# Passage to read
Scientific classification
- Kingdom: Animalia
- Phylum: Chordata
- Class: Aves
- Order: Passeriformes
- Family: Corvidae
- Genus: Corvus
- Species: C. enca
- Binomial name: Corvus enca (Horsfield, 1821)
- Synonyms: Fregilus enca (protonym);

= Sunda crow =

- Genus: Corvus
- Species: enca
- Authority: (Horsfield, 1821)
- Conservation status: LC
- Synonyms: Fregilus enca (protonym)

Species of bird

The Sunda crow (Corvus enca) is a passerine bird of the family Corvidae that is found in South-East Asia, from Malaysia to Borneo. The Sunda crow is part of the Corvus enca species complex, which was formerly treated as a single species and known as the slender-billed crow. The complex is now treated as five species, after four subspecies were split off as distinct species: the Samar crow or small crow (Corvus samarensis), the Palawan crow (Corvus pusillus), the Sulawesi crow (Corvus celebensis) and the Sierra Madre crow (Corvus sierramadrensis). The violet crow was also once included, but has been shown to be distinct genetically and separated as Corvus violaceus.

==Taxonomy==
Corvus enca was formally described in 1821 by the American naturalist Thomas Horsfield based on a specimen collected on the Indonesian island of Java. He coined the binomial name Fregilus enca. The specific epithet enca is a Javanese word for a crow.

Corvus enca is part of a species complex, which was previously treated as a single species with six subspecies, then known of as the slender-billed crow. Four of those subspecies are now treated as a separate species:
- Sulawesi crow (Corvus celebensis)
- Samar crow (Corvus samarensis)
- Sierra Madre crow (Corvus sierramadrensis)
- Palawan crow (Corvus pusillus)

The remaining two subspecies are recognised as subspecies of the Sunda crow:
- C. e. compilator Richmond, 1903 – Malay Peninsula, Sumatra, west Sumatran islands and Borneo
- C. e. enca (Horsfield, 1821) – Java and Bali

In earlier treatments, the Banggai Crow (Corvus unicolor) and the Violet Crow (Corvus violaceus) were also included in Corvus enca.

==Habitat and diet==
It is found throughout Maritime Southeast Asia (Brunei, Indonesia and the Philippines) and Peninsular Malaysia. Its natural habitats are subtropical or tropical moist lowland forest and subtropical or tropical mangrove forest. It eats fish and shrimp.

# Parts of the exercise
1) Retype the part of the Sunda crow passage that opens with the words "Scientific classification" and closes with "Corvus enca (Horsfield, 1821)".
2) Answer these questions from the Sunda crow passage:
(a) On which island was the specimen collected that Thomas Horsfield used to describe Corvus enca?
(b) Which subspecies of the Sunda crow is found in Java and Bali?
(c) What does the Sunda crow eat?

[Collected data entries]
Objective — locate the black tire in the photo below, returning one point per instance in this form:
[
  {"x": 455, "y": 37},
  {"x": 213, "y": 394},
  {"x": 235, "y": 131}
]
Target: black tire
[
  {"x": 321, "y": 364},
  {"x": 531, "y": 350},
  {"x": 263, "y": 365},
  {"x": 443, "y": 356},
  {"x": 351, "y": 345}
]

# Written responses
1)
Scientific classification
- Kingdom: Animalia
- Phylum: Chordata
- Class: Aves
- Order: Passeriformes
- Family: Corvidae
- Genus: Corvus
- Species: C. enca
- Binomial name: Corvus enca (Horsfield, 1821)

2)
(a) Java
(b) C. e. enca
(c) Fish and shrimp